(Data items)
┌──
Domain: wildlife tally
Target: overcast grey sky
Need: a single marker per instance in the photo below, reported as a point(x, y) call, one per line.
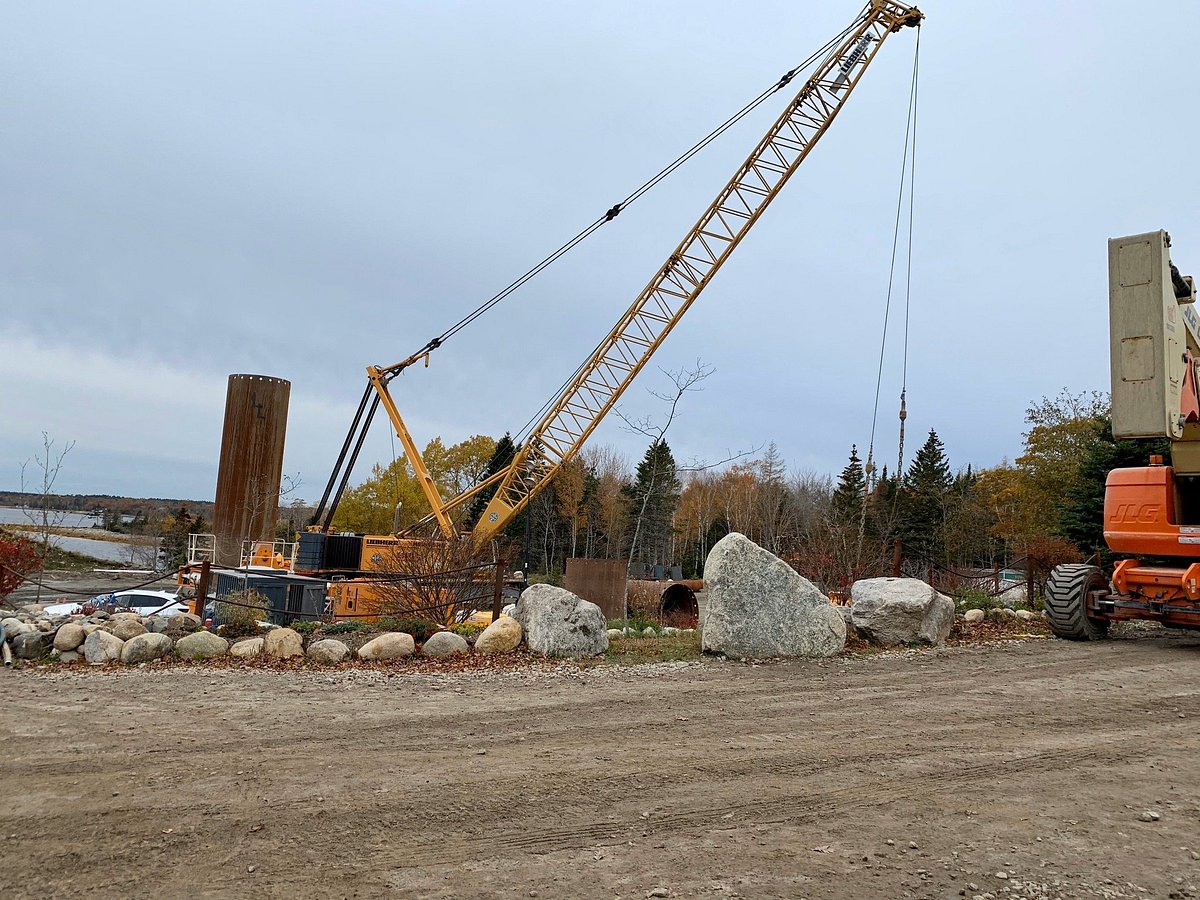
point(303, 189)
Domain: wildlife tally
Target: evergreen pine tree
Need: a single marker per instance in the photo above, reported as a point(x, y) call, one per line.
point(923, 508)
point(654, 495)
point(1081, 515)
point(501, 460)
point(846, 504)
point(174, 541)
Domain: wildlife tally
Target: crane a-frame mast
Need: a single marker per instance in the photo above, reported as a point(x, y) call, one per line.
point(675, 287)
point(600, 382)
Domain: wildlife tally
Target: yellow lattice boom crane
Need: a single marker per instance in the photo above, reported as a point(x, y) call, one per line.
point(658, 309)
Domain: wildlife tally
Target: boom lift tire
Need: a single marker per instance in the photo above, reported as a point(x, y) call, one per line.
point(1067, 603)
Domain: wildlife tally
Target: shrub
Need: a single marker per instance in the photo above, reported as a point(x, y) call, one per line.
point(240, 629)
point(468, 629)
point(345, 628)
point(975, 599)
point(420, 629)
point(679, 619)
point(18, 558)
point(241, 609)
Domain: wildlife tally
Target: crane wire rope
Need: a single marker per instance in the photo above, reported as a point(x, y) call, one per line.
point(519, 437)
point(907, 287)
point(616, 209)
point(907, 172)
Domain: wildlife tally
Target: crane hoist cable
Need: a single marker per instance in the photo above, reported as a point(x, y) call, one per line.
point(618, 208)
point(907, 174)
point(369, 405)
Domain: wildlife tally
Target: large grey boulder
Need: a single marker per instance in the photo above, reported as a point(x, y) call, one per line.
point(30, 645)
point(101, 647)
point(247, 648)
point(760, 607)
point(282, 643)
point(203, 645)
point(445, 643)
point(181, 623)
point(69, 636)
point(501, 636)
point(557, 623)
point(143, 648)
point(900, 611)
point(394, 645)
point(16, 627)
point(328, 651)
point(126, 625)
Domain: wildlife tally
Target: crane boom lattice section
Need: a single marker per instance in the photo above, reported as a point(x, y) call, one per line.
point(688, 270)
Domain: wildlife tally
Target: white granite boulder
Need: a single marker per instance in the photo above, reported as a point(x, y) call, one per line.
point(393, 645)
point(143, 648)
point(246, 648)
point(760, 607)
point(557, 623)
point(444, 643)
point(900, 611)
point(69, 636)
point(282, 643)
point(202, 645)
point(328, 651)
point(101, 647)
point(502, 636)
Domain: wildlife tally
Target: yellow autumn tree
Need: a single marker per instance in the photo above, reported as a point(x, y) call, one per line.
point(391, 498)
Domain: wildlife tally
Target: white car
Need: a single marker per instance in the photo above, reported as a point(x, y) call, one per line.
point(143, 601)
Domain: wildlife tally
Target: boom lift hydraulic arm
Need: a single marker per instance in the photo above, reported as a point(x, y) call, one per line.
point(600, 382)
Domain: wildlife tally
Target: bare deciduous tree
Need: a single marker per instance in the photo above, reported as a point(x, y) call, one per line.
point(40, 513)
point(436, 580)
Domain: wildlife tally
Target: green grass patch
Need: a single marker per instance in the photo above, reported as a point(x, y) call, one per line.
point(670, 648)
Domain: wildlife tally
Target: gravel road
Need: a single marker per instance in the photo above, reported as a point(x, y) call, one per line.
point(1017, 771)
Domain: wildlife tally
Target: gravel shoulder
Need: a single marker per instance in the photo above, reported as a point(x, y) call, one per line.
point(1017, 769)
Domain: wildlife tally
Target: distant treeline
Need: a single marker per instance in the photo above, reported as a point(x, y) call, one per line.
point(101, 503)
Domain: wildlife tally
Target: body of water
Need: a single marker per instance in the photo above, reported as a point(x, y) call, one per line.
point(15, 515)
point(108, 551)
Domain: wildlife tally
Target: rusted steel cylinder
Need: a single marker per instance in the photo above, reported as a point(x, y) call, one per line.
point(251, 463)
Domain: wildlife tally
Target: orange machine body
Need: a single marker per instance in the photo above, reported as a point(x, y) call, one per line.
point(1141, 519)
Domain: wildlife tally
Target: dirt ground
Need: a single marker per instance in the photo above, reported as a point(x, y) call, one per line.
point(1018, 771)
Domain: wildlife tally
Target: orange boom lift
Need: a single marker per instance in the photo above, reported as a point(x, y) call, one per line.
point(1152, 513)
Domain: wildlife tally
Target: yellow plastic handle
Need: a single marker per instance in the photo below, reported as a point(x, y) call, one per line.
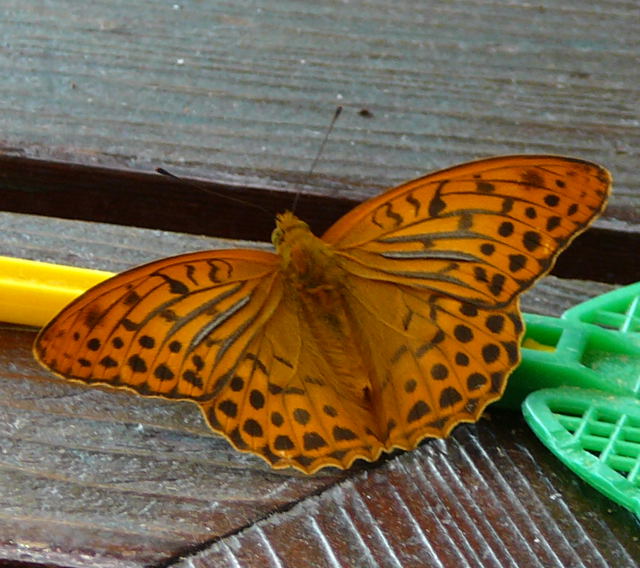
point(31, 292)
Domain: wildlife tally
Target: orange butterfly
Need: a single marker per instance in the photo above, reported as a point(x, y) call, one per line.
point(399, 323)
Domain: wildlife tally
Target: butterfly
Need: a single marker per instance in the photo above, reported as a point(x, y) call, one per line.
point(401, 322)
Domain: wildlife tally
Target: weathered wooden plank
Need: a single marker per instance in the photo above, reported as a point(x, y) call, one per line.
point(489, 495)
point(89, 476)
point(240, 92)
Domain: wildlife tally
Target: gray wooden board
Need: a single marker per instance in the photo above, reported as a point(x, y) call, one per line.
point(90, 477)
point(243, 91)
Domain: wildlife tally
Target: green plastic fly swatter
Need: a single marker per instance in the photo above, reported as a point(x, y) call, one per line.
point(591, 419)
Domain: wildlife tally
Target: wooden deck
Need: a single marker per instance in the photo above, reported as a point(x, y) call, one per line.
point(96, 95)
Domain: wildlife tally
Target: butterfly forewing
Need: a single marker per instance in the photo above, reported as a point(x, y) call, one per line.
point(481, 232)
point(173, 328)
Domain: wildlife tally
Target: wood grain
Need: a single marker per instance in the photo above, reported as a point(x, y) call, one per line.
point(242, 93)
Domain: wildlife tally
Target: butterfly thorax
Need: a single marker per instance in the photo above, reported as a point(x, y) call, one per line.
point(315, 279)
point(308, 263)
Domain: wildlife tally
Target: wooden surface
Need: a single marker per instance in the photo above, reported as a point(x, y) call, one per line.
point(240, 93)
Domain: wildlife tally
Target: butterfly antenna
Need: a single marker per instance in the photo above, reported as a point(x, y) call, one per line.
point(204, 188)
point(318, 154)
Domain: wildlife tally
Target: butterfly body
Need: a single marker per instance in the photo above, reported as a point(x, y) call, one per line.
point(399, 323)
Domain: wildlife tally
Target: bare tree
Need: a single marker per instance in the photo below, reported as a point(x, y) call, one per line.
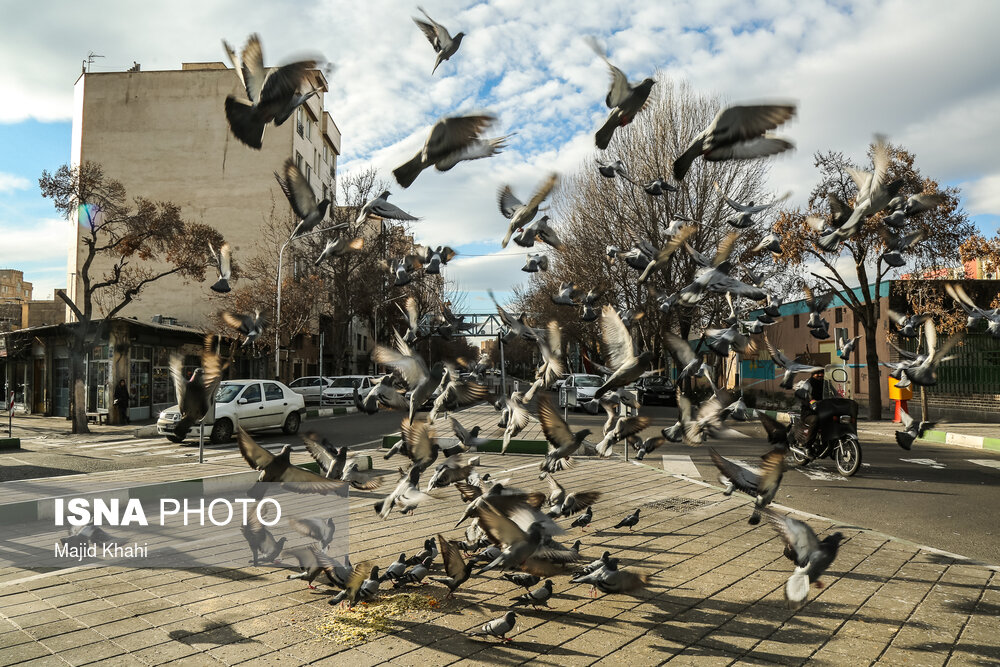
point(596, 212)
point(142, 240)
point(947, 227)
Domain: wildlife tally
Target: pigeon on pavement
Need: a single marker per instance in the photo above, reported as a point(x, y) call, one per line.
point(811, 556)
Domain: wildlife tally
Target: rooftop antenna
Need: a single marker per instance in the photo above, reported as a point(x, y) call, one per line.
point(89, 61)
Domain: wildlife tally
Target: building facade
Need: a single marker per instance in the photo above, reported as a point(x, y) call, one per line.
point(164, 135)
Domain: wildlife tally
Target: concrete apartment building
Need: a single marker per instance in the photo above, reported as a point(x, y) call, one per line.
point(164, 135)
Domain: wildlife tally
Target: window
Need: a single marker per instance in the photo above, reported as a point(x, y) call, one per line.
point(252, 393)
point(273, 392)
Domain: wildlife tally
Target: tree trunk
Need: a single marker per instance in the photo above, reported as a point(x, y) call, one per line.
point(874, 386)
point(78, 381)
└──
**INSTRUCTION**
Omit every image. Quote each record exactly.

**OUTPUT**
Domain: wildlife tally
Target: overcast grey sky
Need: a single marker per instance in the photo below, reported as a point(x, y) call, one per line.
point(303, 189)
Domain: wildlife tally
Target: evergreen pine tree
Need: a single marker per instance in the photo above, reported as a point(x, y) call, one per line.
point(923, 508)
point(654, 495)
point(1081, 515)
point(501, 460)
point(846, 504)
point(174, 541)
Domain: wildlife tally
Target: crane a-frame mast
Need: a single marker per instance in the photo above, reported as a point(x, y) call, one per line.
point(675, 287)
point(600, 382)
Domain: wildlife tally
Target: yellow lattice boom crane
Need: a single marker per instance in the photo above, reported as a point(x, y) call, one per line.
point(658, 309)
Domain: wildlife tally
Target: boom lift tire
Need: a single marker per instance in the photo above, reported as a point(x, y) call, one per line.
point(1067, 603)
Domain: wildlife tally
Target: shrub
Need: a single marker per instance in the photo above, reported as a point(x, y) call, one per line.
point(240, 629)
point(468, 629)
point(345, 628)
point(975, 599)
point(420, 629)
point(679, 619)
point(18, 558)
point(241, 609)
Domain: wildlife tally
Target: crane wire rope
Need: a single marker per instance in the photo above, reported as a point(x, y) call, one per line.
point(519, 437)
point(907, 287)
point(616, 209)
point(907, 172)
Domain: wildlife tally
Target: crane hoist cable
Need: a single marker per instance in the photo above, reported as a point(x, y) call, one per line.
point(618, 208)
point(907, 174)
point(369, 405)
Domain: wildlife tally
Target: large grey boulder
Need: a single marker per instance in the photo above, reported as a point(x, y) call, one per line.
point(30, 645)
point(101, 647)
point(247, 648)
point(760, 607)
point(282, 643)
point(203, 645)
point(445, 643)
point(181, 623)
point(69, 636)
point(501, 636)
point(557, 623)
point(143, 648)
point(900, 611)
point(394, 645)
point(16, 627)
point(328, 651)
point(126, 625)
Domain: wildlife tally
Target: crane boom lattice section
Need: a single marker per instance in the photo above, reported as a point(x, y) call, one per line.
point(688, 270)
Domain: wildlife tally
Target: white granite boulder
Need: a single marker per instance in the photo above, reported as a point(x, y) call, one per line.
point(393, 645)
point(143, 648)
point(246, 648)
point(760, 607)
point(557, 623)
point(444, 643)
point(900, 611)
point(69, 636)
point(282, 643)
point(202, 645)
point(328, 651)
point(101, 647)
point(502, 636)
Domain: wildlife tally
Target: yellow autumn tree
Need: a single marker per instance in the photo above, reported as a point(x, y) call, one per line.
point(391, 498)
Domain: wildlife tally
Target: white car
Need: a single marker per instance in the photo above, reported as a point(x, y) call, one per line.
point(143, 601)
Domain: wildlife tally
Target: boom lift hydraulic arm
Need: a single marker per instance in the photo above, reported as a point(x, y) call, one per line.
point(600, 382)
Domain: wildlife tally
Target: bare deciduous tree
Need: a single marker per instance in the photo above, reported as a point(x, y) call, one per line.
point(40, 513)
point(436, 580)
Domain: wildlife tally
Target: green grass patch
Need: a single marker per instance in the photo above, reported as a point(x, y) call, one per line.
point(670, 648)
Domain: wildlife tally
Target: gravel road
Need: a single marker per instance in the photo above, reported as a point(x, y) call, one per line.
point(1017, 771)
Domain: wildlife tally
Target: gravel shoulder
Need: a single marker per instance in the photo above, reported as a point(x, y) call, one per line.
point(1017, 769)
Domain: wildlife tally
Target: distant treeline
Need: a single marker per instance in the photo above, reported as a point(x, y) call, one per line.
point(101, 503)
Domain: wildlife tally
Target: body of water
Need: a single marker per instance in the photo above, reported as a point(x, y) call, one per line.
point(15, 515)
point(108, 551)
Domain: wildlife tally
Target: rusted steel cylinder
Need: a single marker per instance in the photo above, reported as a point(x, y) call, one per line.
point(251, 463)
Domain: wildlife tally
Target: orange machine body
Need: a single marker per instance in the photo above, reported as a point(x, y) call, one per line.
point(1141, 519)
Domain: wildlife tally
Target: dirt ground
Need: a single marker per instance in the photo above, reported as a point(x, y) call, one per line.
point(1018, 771)
Domain: wildlife tally
Target: orange boom lift
Need: a single marker per instance in the photo above, reported as a point(x, y) call, one per line.
point(1152, 513)
Domain: wildlife tally
Target: yellow plastic handle
Need: a single marker per instance in the photo below, reported as a point(x, y) call, one per line.
point(31, 292)
Domain: wildlife tally
Target: orange butterfly
Need: a single marker per instance in the photo above, reported as a point(x, y) call, one per line.
point(399, 323)
Domain: wildlife tally
Target: butterfly
Need: a single marker per instance in the photo above, reported as a point(x, y) call, one per line.
point(401, 322)
Domain: wildlife tally
Target: weathered wooden plank
Need: a single marker per instance in the photo above, reported as a point(x, y) call, one per line.
point(489, 495)
point(89, 476)
point(240, 92)
Domain: wildlife tally
Target: gray wooden board
Need: a single marker per instance in the photo above, reported as a point(x, y) call, one per line.
point(90, 477)
point(243, 91)
Domain: wildlife tally
Target: green plastic fly swatter
Need: a single marker per instance in the photo above, reported as a point(x, y) call, one per line.
point(591, 419)
Domain: wildlife tally
Target: wooden deck
Need: a single marker per instance in the photo above, reported as a point(x, y) call, one per line.
point(96, 95)
Domain: wildlife tally
Target: butterfly forewing
Need: a single marker per instance in the photo above, reported as a point(x, y) call, one per line.
point(481, 232)
point(173, 328)
Domain: wildlife tally
Target: wood grain
Need: a single marker per instance in the photo above, reported as a point(x, y) call, one per line.
point(242, 93)
Domain: wildlife tally
Target: butterfly thorax
Need: a single marker per instance in the photo above, reported as a point(x, y) call, one per line.
point(315, 279)
point(308, 263)
Domain: wildlife tally
Target: wooden surface
Need: a single marker per instance in the photo above, reported as a point(x, y) call, one per line.
point(240, 93)
Domain: wildlife tally
Target: butterfly antenna
Need: a single marker per instance in the photo above, reported as a point(x, y) call, one per line.
point(204, 188)
point(318, 154)
Domain: wildlife tally
Target: butterfly body
Need: a single marker per instance in the photo above, reported as a point(x, y) call, one per line.
point(399, 323)
Domain: wildlife tally
Target: bare tree
Need: a single marker per instance in the photo below, reported as a point(x, y) call, one per line.
point(596, 212)
point(142, 240)
point(947, 227)
Domain: wildlife tally
Target: pigeon on pavement
Need: a single marker per instance in the photo above, reported as a point(x, y) call, one per line.
point(811, 556)
Domain: wildlife tally
Target: rooftop antenna
Need: a single marker per instance in the photo above, reported as a point(x, y) call, one per line.
point(89, 61)
Domain: wildlife tally
Target: building facade
Need: a single marker per instance in the photo above, reported as a point(x, y) call, one per line.
point(164, 135)
Domain: wildlife tally
Target: concrete apartment building
Need: a single marker per instance in the photo above, reported as a point(x, y) call, one per line.
point(164, 135)
Domain: wildlife tally
Target: window
Need: a single marker per instance in the photo above, reported as a point(x, y) call, one per line.
point(252, 393)
point(273, 392)
Domain: wildlife tally
Target: tree trunk
Need: a single marker per instance in the photo above, reported as a point(x, y) call, one per line.
point(874, 386)
point(78, 381)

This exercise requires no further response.